However, there is also a deeper connection between Christian sacramental worship and the 14-billion-year cosmic history of our universe from which life emerged. Although the Eucharist is contained within the larger sacramental ecology of the history of life on Earth and the cosmic history of the universe, it is through participation in the Eucharistic liturgy that Christian worshipers can be ritually made aware of the grace that is present to be experienced in a sacramental universe. In other words, it is the reiteration of sacramental worship that has the greatest potential to point toward an awareness of and appreciation for a broader sense of sacramentality. While the Book of Common Prayer’s definition of sacrament as an outward and visible sign of an inward and spiritual grace supports a broader sacramentality, it is the unique sacraments of the church which point us outward to worship sacramentally in all of God’s ongoing Creation.14
Furthermore, Christian tradition has a significant cosmic perspective through the theological understanding that God’s grace is incarnate sacramentally through the creative action of the Divine Word in our sacramental universe. Therefore, the ecological value attributed through the Eucharist can be understood as inherent in, instead of extraneous to, the Christian tradition from which it emerges. The very meaning of tradition implies that our faith must be applied anew to shape us in the cultures we find ourselves in, in our contemporary context. Therefore, we need only to reenvision, as opposed to reinvent, our Eucharistic theology to seamlessly connect the concept of sacramental grace to the ecological value that emerges from a proper understanding of the evolutionary history of life on Earth.

The task: Continue the passage on the Eucharist and sacramental cosmology from the point where it stops.

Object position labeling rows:

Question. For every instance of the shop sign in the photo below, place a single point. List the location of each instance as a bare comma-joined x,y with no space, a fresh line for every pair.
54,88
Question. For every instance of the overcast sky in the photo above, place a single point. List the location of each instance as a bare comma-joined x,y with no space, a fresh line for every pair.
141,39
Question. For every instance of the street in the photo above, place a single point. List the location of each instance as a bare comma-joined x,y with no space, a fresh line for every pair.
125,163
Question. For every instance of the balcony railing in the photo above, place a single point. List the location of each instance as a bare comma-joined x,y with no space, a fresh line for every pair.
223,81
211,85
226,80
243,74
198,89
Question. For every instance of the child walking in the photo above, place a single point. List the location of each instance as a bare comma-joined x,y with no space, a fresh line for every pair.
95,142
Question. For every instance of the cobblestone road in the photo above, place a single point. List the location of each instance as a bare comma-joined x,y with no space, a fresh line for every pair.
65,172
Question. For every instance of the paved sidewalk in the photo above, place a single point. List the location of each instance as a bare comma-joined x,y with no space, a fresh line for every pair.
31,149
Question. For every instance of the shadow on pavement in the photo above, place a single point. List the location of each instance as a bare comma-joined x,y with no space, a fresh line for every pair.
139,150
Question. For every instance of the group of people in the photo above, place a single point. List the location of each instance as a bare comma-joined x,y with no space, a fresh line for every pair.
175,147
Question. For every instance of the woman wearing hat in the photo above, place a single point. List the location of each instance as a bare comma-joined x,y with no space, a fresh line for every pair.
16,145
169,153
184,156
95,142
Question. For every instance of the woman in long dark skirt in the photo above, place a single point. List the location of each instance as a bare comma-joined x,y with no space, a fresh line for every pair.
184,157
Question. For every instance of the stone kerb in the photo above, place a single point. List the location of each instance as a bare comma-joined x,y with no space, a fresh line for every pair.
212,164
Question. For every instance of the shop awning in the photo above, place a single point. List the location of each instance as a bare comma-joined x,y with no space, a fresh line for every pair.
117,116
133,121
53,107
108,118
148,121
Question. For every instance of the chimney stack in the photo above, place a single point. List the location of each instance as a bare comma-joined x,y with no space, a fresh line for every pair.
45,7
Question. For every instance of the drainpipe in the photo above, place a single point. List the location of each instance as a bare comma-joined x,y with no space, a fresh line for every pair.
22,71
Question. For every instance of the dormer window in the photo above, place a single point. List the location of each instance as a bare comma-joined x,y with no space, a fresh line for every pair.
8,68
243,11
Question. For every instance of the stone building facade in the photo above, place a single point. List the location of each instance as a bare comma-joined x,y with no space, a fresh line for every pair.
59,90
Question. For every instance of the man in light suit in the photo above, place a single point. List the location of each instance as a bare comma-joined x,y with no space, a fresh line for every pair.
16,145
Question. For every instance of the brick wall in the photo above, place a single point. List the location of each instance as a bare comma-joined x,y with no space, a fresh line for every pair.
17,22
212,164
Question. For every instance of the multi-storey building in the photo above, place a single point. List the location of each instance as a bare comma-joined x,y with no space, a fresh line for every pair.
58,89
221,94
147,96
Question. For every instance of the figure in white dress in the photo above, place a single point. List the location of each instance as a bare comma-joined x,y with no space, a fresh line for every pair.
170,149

...

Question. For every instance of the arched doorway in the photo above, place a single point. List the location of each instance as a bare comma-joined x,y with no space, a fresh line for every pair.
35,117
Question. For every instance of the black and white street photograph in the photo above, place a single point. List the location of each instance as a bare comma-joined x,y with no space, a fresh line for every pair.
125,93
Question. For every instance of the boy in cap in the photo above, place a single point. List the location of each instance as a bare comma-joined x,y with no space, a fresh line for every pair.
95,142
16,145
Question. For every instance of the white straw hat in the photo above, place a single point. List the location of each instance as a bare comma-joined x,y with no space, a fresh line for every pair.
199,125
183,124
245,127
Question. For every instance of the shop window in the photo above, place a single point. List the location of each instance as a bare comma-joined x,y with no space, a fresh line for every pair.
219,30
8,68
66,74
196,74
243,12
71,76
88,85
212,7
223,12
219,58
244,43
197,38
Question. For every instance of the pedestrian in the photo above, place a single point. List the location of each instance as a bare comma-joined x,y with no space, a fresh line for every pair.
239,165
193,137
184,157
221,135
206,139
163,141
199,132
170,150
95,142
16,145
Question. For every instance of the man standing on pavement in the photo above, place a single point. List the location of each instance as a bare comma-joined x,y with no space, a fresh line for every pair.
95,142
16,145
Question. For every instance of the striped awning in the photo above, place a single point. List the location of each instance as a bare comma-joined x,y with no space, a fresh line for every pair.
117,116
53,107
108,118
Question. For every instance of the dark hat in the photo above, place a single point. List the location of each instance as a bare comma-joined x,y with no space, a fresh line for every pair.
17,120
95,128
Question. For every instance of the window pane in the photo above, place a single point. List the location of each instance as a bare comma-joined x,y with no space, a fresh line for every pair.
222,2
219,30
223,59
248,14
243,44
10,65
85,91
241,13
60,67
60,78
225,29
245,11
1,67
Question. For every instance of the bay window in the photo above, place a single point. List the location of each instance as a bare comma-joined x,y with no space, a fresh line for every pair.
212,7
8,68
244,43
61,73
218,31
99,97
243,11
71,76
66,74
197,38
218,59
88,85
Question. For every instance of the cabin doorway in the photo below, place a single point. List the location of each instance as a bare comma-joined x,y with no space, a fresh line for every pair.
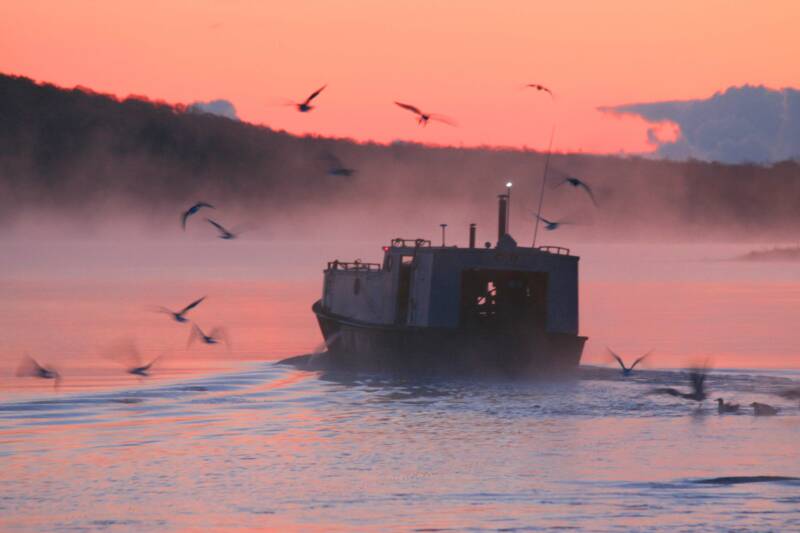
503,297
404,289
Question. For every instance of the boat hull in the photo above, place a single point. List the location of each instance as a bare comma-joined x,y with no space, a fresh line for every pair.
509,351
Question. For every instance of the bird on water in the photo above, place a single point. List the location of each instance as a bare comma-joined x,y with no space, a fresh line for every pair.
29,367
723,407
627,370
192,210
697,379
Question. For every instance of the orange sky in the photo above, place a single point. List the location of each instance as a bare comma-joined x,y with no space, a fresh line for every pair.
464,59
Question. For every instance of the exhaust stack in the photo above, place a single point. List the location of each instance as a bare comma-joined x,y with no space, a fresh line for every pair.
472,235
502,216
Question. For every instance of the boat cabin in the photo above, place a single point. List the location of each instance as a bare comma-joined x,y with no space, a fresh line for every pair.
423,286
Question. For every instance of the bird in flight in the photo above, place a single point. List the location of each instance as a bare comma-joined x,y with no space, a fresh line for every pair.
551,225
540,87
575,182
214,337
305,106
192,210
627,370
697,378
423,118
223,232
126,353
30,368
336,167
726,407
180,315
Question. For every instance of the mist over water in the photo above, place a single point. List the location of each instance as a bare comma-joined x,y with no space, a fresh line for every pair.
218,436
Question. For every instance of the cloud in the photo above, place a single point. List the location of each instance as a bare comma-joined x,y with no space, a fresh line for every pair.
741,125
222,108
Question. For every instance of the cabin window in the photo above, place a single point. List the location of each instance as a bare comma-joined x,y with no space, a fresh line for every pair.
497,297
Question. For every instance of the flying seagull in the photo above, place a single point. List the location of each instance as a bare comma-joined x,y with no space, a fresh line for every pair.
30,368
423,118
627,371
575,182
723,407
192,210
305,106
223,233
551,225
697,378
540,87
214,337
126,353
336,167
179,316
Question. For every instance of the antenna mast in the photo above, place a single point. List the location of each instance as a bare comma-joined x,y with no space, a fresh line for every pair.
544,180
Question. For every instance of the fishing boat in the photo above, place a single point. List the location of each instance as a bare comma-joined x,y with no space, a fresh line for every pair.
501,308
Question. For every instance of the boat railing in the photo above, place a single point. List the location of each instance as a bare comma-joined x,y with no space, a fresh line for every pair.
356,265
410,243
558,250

Exercise result:
4. Divine Presence and Mystery in Sacramental Grace and Ecological Value

With this in mind, I now want to turn to the concept of real divine presence in the Eucharist, a concept that undergirds all of the issues discussed in this paper. Real presence in the Eucharist has been interpreted rather broadly; however, for the purpose of this essay, I will focus on the understanding of real presence in the substances of the Eucharistic gifts of bread and wine, which entails an examination of the doctrine of transubstantiation.15 I hold that the acceptance of the presence of Christ in the Eucharist, instead of a stumbling block, can be the key that opens to a broader sense of sacramentality wherein participation in the Eucharist can honestly address the issue of connections between sacramental grace and the ecological value related to the narrative of the Epic of Evolution. However, I want to begin with a point of discontinuity related to the doctrine of transubstantiation.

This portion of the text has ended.